* [Testo selezionato]:

Affermazione di cui tener conto: Heidegger, anche nel momento di massima vicinanza al nazionalsocialismo, presenta la propria azione politica come mirata ad una «rettifica» interna dello stesso. Ciò spiega l’assunzione del Rettorato, ma anche le successive dimissioni, sorte dalla constatazione che la «rettifica», che sarebbe dovuta passare attraverso l’attribuzione di un ruolo basileico alla filosofia, era storicamente impossibile. Da allora, l’impegno di Heidegger, come dimostrano le missive, si rivolgerà alla storia dell’essere e alla definizione del sistema filosofico. Ma, è il caso di chiedersi, in che termini il filosofo avrebbe voluto «rettificare» il nazismo? Fondando il suo interventismo culturale su una visione del mondo antimoderna. Così scrive, infatti, nel 1946, in un momento tragico della propria esistenza: «[…] anche se sembra che il mondo tradizionale debba sfasciarsi. Sta a noi [scegliere], se vogliamo noi salvare lo spirito del tempo precedente invisibile, o se vogliamo rinunciare ad esso decadendo in ciò che è abituale dell’odierno e del suo logorio» (p. 157). Ciò lo porta a leggere il bolscevismo, non solo quale espressione politica del moderno, a latere dal capitalismo atomizzante, ma addirittura come il suo volto ultimo: «con la Russia non è giunto all’Ovest qualcosa di straniero, ma noi stessi nella forma assoluta di ciò che è compiutamente moderno ed europeo» (p. 147).

* [Righe di dati]:
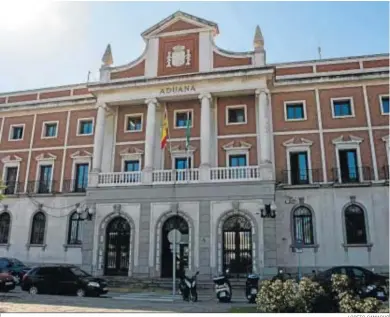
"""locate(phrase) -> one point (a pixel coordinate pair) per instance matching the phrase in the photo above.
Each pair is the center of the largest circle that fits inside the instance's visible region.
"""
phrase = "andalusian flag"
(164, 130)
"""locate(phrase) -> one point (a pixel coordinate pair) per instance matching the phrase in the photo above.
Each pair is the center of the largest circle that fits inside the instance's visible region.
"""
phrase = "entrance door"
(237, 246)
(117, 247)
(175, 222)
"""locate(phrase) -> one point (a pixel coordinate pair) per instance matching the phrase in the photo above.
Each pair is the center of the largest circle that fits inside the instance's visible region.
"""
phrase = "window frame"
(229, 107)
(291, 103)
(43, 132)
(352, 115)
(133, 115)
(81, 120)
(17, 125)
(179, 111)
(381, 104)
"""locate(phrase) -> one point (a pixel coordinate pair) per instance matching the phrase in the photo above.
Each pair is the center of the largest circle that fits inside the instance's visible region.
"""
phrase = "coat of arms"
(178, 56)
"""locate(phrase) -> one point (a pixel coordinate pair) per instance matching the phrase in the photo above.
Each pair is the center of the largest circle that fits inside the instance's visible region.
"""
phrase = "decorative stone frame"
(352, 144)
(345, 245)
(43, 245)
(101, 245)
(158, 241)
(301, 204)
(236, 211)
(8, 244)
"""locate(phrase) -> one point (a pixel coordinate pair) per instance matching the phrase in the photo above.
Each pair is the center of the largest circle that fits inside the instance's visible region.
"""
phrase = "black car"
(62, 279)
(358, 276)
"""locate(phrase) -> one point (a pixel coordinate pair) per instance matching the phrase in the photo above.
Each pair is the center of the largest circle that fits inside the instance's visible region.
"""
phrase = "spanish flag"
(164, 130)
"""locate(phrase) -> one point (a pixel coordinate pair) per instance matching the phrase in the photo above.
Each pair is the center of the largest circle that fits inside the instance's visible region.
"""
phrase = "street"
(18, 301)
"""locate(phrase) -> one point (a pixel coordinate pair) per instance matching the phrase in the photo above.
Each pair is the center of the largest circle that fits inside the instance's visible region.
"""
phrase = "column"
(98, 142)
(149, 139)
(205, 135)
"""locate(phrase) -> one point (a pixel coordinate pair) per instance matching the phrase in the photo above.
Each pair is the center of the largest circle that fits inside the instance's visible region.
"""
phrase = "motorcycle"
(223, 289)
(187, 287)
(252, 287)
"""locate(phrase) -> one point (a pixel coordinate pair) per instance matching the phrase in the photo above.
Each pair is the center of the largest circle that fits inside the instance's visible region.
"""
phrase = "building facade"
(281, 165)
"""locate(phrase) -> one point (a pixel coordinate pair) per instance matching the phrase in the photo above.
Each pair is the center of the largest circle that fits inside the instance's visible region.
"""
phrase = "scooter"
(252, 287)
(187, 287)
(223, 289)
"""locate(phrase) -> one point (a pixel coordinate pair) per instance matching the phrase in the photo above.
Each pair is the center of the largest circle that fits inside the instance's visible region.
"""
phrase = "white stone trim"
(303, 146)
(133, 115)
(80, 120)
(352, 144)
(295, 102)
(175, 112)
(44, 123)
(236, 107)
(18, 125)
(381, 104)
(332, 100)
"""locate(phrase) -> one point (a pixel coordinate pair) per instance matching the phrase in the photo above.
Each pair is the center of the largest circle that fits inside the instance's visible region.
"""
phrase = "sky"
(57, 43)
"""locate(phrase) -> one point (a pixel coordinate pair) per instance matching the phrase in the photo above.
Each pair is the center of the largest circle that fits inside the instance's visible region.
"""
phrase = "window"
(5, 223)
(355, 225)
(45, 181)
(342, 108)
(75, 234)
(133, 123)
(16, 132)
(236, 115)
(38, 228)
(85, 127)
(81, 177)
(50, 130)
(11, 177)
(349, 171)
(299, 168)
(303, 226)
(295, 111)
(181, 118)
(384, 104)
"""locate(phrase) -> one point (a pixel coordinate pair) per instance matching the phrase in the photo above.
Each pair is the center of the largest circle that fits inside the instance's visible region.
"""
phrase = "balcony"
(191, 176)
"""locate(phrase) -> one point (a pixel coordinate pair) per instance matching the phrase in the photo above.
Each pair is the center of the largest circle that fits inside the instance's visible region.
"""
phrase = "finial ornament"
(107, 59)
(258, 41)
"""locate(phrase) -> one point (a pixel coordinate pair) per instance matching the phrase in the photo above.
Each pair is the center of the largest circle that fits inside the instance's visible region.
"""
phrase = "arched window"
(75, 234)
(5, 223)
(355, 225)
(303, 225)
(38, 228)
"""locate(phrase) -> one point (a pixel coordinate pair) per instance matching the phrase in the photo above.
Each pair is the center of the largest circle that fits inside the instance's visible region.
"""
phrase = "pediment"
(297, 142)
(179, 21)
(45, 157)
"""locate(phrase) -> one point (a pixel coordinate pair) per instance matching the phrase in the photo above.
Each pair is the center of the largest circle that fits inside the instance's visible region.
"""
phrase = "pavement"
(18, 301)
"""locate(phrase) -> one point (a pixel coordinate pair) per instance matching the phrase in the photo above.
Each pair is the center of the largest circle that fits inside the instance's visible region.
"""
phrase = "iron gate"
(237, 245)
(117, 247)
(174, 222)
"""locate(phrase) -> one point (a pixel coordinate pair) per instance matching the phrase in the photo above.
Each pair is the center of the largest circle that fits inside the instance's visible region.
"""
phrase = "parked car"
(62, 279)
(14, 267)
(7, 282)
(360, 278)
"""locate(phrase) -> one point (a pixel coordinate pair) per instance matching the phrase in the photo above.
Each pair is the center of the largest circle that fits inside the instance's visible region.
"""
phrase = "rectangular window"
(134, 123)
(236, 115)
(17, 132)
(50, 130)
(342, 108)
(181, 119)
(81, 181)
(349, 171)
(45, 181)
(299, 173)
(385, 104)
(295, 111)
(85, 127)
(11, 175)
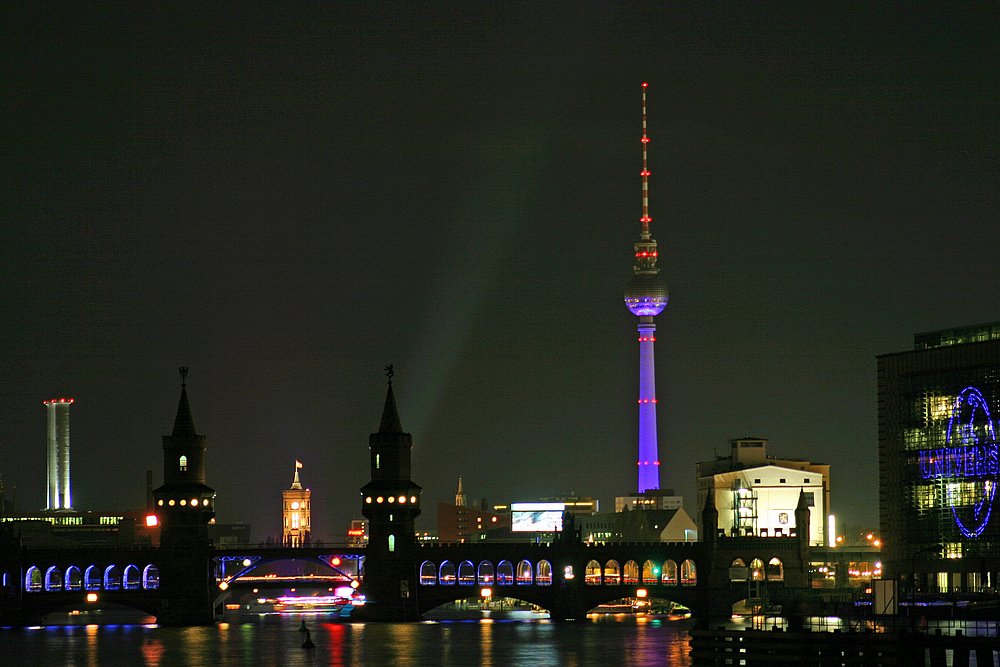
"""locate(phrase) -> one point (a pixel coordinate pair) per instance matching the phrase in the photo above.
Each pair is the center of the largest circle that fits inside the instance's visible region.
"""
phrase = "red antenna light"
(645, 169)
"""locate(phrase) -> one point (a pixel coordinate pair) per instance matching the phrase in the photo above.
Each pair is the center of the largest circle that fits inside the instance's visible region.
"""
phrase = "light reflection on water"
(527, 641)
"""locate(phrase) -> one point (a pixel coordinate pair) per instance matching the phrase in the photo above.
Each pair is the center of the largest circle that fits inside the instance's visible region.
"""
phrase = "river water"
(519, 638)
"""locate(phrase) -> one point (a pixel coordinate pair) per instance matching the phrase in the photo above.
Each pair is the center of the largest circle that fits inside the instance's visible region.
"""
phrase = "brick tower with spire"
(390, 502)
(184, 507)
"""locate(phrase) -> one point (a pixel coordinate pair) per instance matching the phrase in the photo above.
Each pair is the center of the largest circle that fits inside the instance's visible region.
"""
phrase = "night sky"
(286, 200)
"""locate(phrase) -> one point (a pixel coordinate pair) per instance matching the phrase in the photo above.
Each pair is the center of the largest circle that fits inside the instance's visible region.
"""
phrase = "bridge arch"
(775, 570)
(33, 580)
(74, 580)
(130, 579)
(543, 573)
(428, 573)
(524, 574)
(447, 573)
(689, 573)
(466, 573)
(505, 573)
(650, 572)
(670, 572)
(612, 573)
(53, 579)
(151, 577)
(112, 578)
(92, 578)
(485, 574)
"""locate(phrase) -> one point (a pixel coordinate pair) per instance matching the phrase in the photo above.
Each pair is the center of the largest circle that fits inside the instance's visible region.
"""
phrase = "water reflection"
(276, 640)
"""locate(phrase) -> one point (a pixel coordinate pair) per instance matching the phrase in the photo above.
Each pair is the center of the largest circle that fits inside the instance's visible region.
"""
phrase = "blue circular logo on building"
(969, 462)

* * *

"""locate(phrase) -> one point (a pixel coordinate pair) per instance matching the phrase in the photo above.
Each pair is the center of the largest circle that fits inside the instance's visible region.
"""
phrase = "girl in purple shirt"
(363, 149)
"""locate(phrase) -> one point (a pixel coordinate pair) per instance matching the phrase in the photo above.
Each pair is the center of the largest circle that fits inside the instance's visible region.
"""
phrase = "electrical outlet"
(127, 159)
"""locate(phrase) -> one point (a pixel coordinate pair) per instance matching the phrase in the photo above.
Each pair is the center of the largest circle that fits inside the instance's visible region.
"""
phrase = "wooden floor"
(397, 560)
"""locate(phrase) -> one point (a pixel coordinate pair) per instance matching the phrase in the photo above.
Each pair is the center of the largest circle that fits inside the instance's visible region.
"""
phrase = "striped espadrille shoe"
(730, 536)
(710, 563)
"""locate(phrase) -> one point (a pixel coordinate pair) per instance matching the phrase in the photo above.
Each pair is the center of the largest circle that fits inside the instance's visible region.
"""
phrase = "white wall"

* [Compito richiesto 1]: Secondo il testo su Heidegger e il nazionalsocialismo, da quale constatazione nascono le sue dimissioni dal Rettorato?
* [Compito richiesto 2]: Riprendi il testo su Heidegger e il nazionalsocialismo e prosegui dopo la sua ultima frase.
L'elenco non ha alcun ruolo in questo compito.

* [Risposta scritta 1]: Le dimissioni nascono dalla constatazione che la «rettifica», che sarebbe dovuta passare attraverso l'attribuzione di un ruolo basileico alla filosofia, era storicamente impossibile.

* [Risposta scritta 2]:
Il rischio che si correva allora era rappresentato dalla grande minaccia che bolscevismo e americanismo si riunissero in una unica forma essenziale per distruggere il carattere tedesco: «in quanto centro dell’Occidente stesso» (p. 98), nella sua essenziale relazione con la Grecia arcaica, testimoniata da Hölderlin. La Parola poetica quale casa dell’Essere, in un mondo dominato dal suo oblio, divenne per Heidegger, nella prospettiva dell’Evento e della storia dell’Essere, il compito cui attese fino alla fine dei suoi giorni. Dalla lettura del Carteggio si evince che la reductio ad hitlerum, dei malevoli critici di Heidegger, non regge. Essa è lo strumento di cui si avvalgono assertori dell’intellettualmente corretto, per tacitare una delle voci più significative della filosofia europea di cui il nostro tempo ha disperato bisogno per lasciarsi alle spalle l’impasse contemporanea.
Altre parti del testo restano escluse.